FWIW, enjoy the Toyota, nice trucks... I own a 06' Xterra Off road model. I've had it on the beach for a total of 40 days or so now. Not a single problem. It will absolutely eat the gas if you put your foot into it, but it's got a bit more than 260hp or so. I like the fact that I can lock the differentials for the posi traction...


----------



## HellRhaY (Jul 6, 2007)

tacoma double cab hands down.
21miles a gallon, whew. i saw a tacoma on my used car dealership the other day:
model 2001 double cab
88,000 miles
$14,000 
after the payments are done there's still plenty of resell value.


----------



## RedskinFan228 (Jun 28, 2004)

Yea that is what made me buy the 4runner the locking diff. Best thing about Toyota Trucks the 4 runner tacoma and FJ cruiser all come with the locking diff on the auto tranneys  Maiden run south will be this weekend if the beacjes are still open that is

Ken


----------



## TugCapn (Jun 18, 2007)

*4 Runner*

I just bought a 07' 4 Runner Sport Edition fully loaded w/V8, man this one is more aggressive then my last one


----------



## paraman72 (Aug 14, 2007)

Go jeep...
Nothing else compares


----------



## TugCapn (Jun 18, 2007)

paraman72 said:


> Go jeep...
> Nothing else compares


Got rid of my 05 Rocky Mtn.Wrangler for the Runner. The Toyota beats it hands down in ride, comfort, power and has better resale value.....PEACE OUT


----------



## byrontx (Aug 26, 2006)

The Tacoma is cool but I went with the 4Runner. It's nice being able to lock stuff up like when stopping for beer, buying bait etc. Stuff laying around in the back of a truck can get away.


----------



## inshoreangler95 (Jun 15, 2008)

the xterra is very nice and looks good but no experience with it. if i were you i would go with the 4runner i have a buddy whos had one of those for like nine years now and well it runs great its smooth and as far as im conserned hes had absolutely no big problems with it, you can also stack the miles on em like crazy!luck, post some pics after you make up your mind and you hit the beach.


----------



## warbirdfan (Sep 4, 2008)

I'm in my second Xterra, an '06 Off-Road. I love it! Yes, the milege leaves much to be desired, but there's plenty of power, and it's killer on the beach. I even tow my 20' Sea Hunt boat without a problem ('cept even worse milege). My 2000 Xterra had 150K miles on it when I sold it and the new owner says it's still going strong trouble free.
The Xterras are no frills vehicles, all the more reason to "abuse" them as a beaching, fishin, work horse.


----------

» **Records**:

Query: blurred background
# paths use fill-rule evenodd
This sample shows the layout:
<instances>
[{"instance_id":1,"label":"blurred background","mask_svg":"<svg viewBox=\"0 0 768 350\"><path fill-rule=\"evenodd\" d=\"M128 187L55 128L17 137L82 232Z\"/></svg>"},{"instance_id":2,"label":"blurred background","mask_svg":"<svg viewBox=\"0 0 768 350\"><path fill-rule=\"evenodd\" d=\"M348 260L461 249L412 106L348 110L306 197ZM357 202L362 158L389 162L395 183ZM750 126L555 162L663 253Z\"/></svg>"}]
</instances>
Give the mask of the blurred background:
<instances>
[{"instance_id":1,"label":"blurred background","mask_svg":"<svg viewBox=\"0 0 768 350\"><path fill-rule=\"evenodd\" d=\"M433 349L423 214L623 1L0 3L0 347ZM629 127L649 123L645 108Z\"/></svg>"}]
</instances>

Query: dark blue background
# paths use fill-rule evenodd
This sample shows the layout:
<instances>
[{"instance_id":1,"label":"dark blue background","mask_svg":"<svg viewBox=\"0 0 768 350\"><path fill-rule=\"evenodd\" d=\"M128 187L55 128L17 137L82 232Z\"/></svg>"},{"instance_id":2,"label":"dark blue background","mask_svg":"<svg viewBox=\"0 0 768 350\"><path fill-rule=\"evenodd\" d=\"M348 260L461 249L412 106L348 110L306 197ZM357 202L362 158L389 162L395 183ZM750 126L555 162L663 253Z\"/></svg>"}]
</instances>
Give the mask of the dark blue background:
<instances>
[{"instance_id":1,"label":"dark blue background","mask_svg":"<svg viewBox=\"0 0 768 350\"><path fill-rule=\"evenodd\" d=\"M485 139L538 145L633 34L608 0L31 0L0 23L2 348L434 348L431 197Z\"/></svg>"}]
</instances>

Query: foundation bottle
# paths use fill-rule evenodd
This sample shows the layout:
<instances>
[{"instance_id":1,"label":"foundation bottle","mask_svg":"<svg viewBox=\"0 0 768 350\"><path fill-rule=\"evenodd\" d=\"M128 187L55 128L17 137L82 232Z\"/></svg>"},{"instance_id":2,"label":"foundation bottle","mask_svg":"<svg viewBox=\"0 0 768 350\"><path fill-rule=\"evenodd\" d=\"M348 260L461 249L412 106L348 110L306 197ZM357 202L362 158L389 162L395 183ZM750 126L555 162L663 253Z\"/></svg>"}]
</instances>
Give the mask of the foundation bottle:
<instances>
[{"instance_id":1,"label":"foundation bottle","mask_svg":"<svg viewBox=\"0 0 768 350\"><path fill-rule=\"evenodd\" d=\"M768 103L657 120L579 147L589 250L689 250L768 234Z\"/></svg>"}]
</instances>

» **Goals**:
- a) Answer these questions from the forum thread:
(i) What mileage and price are listed for the 2001 double cab Tacoma at the used car dealership?
(ii) What engine does the 07' 4 Runner Sport Edition have?
(iii) What is the length and make of the boat towed with the '06 Off-Road Xterra?
- b) Write out the stretch of the forum thread from "The Tacoma is" through "can get away.", copying it exactly.

» **The responses**:
- a)
(i) 88,000 miles and $14,000
(ii) A V8
(iii) A 20' Sea Hunt

- b)
The Tacoma is cool but I went with the 4Runner. It's nice being able to lock stuff up like when stopping for beer, buying bait etc. Stuff laying around in the back of a truck can get away.